▶ [Задания]
[1] Определите, согласуются ли с фрагментом о Леониде Андрееве утверждения (а), (б) и (в). (а) Автор сомневается в свободолюбии Леонида Андреева. (б) Автор называет «Некто в сером» ключом ко всей серии последних произведений Андреева. (в) При чтении «Елеазара» у автора возникает вопрос о том, кто воскресил Елеазара.
[2] Продолжите фрагмент о творчестве Леонида Андреева, начав сразу после его последнего предложения.

▶ [Фрагмент текста]

☆ ☆ ☆

Такого обожествления, такого абсолютного признания русская отживающая
государственность не слышала даже из уст своих наиболее убежденных
сторонников. Само собою разумеется, что это недоразумение, так как я
нисколько не сомневаюсь в свободолюбии и Леонида Андреева и его
почитателей. Но недоразумение очень знаменательное, показывающее, какое
рабское сознание воспитано русским государственным строем и как
бессознательно живет оно, неведомое для самих его носителей, и затемняет я
предательски запутывает их отвлеченную мысль, когда та пытается познать
глубинные основы жизни.
Я был бы склонен принять ‘Жизнь Человека’ за резкую и безжалостную
пародию, направленную против русских революционеров, если бы ‘Некто в
сером’ не являлся ключом ко всей серии последних произведении
Леонида Андреева, в которых звучит такая неподдельная интонация ужаса
его слепой и страдающей души.
При чтении ‘Елеазара’ неотступно является один вопрос, который помимо
воли автора заслоняет собою весь остальной смысл повести: ‘Кто же тот, кто
воскресил Елеазара? Кто Он, кто решился устроить такое дьявольское
издевательство над человеческой душой?’.

☆ ☆ ☆

▶ [Исходные данные]
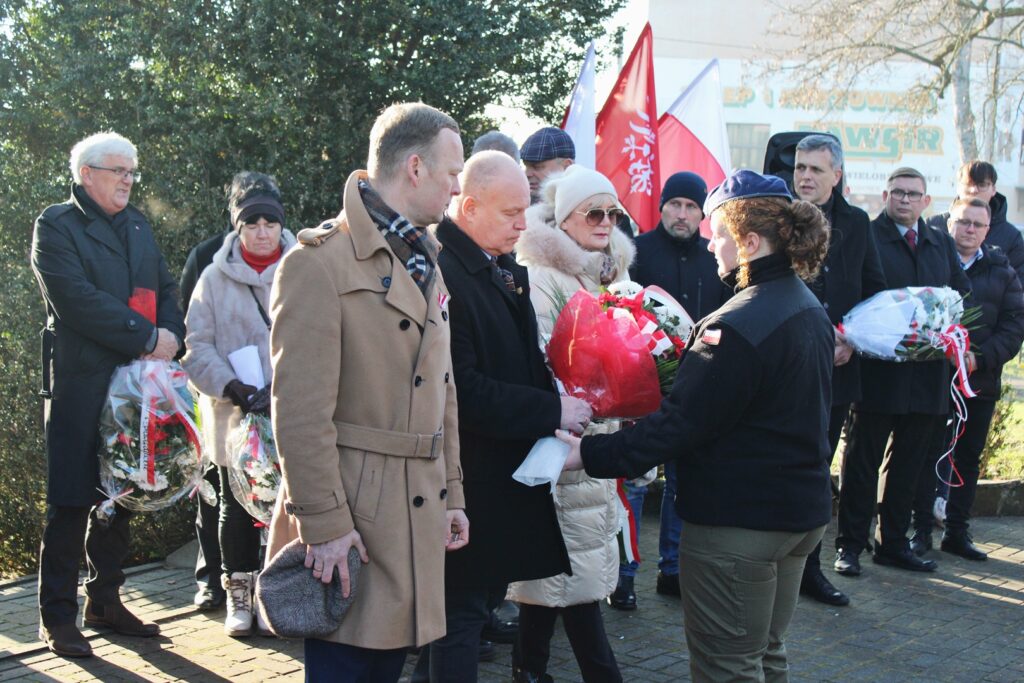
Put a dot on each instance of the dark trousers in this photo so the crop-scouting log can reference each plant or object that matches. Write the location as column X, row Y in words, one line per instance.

☆ ☆ ☆

▶ [Ответы]
[1]
(а) Нет: «я нисколько не сомневаюсь в свободолюбии и Леонида Андреева и его почитателей».
(б) Да: «‘Некто в сером’ не являлся ключом ко всей серии».
(в) Да: «Кто же тот, кто воскресил Елеазара?»

[2]
Внутреннее чувство отказывалось назвать имя Христа, которое, ни разу
не произнесенное автором, этим самым настоятельно возвращалось на уста и
требовало быть произнесенным. Это умолчание имени воскресителя придавало
особую значительность всем описанным психологическим явлениям. Теперь,
после того как Леонид Андреев разоблачил в ‘Жизни Человека’ всю основную
механику жизни, совершенно ясно, что воскресил Елеазара из мертвых Он —
Некто в сером. Он задул свечу, а потом, когда Елеазар успел сгнить, снова
зажег ее. Он — Некто в сером посвятил Елеазара в свои тайны, т. е. снял с
его глаз ‘ограниченность зрения’, с его мысли ‘ограниченность знания’, ту
‘ограниченность знания’, которая характеризуется классической фразой: ‘Уже
кончились ступени жизни, и черный провал на месте их, но все еще тянется
вперед дрожащая нога’.
Каждый дает Богу то имя, которое соответствует степени его посвящения
в тайны устройства Вселенной.
Скажи мне имя твоего Бога и я узнаю степень твоего самопознания. Имя
Божье это тот пароль, который спрашивает Смерть у приходящего в мир. Леонид
Андреев отвечает: ‘Имя, которое я даю Богу, — ‘Некто в сером».
Христос Леонида Андреева это ‘Некто в сером’. Некто в сером издевается
над страстной верой Василия Фивейского, Некто в сером воскрешает Елеазара,
Некто в сером — тот Христос-манекен, который является в последнем рассказе
Андреева ‘Иуда и др.’.
Для искусства нет ничего более благодарного и ответственного, чем
евангельские темы.
Каково бы ни было отношение к Евангелию как к книге человеческой или к
книге божественной, евангельский рассказ незыблемыми кристаллами лежит в
душе каждого. Язык нашего морального чувства возник из Евангелия, и каждое
евангельское имя, каждый евангельский эпизод, каждая евангельская притча
стали гранями нашей души. Поэтому каждое евангельское слово — символ для
нас, ибо символом мы называем то слово, которое служит ключом от целой
области духа.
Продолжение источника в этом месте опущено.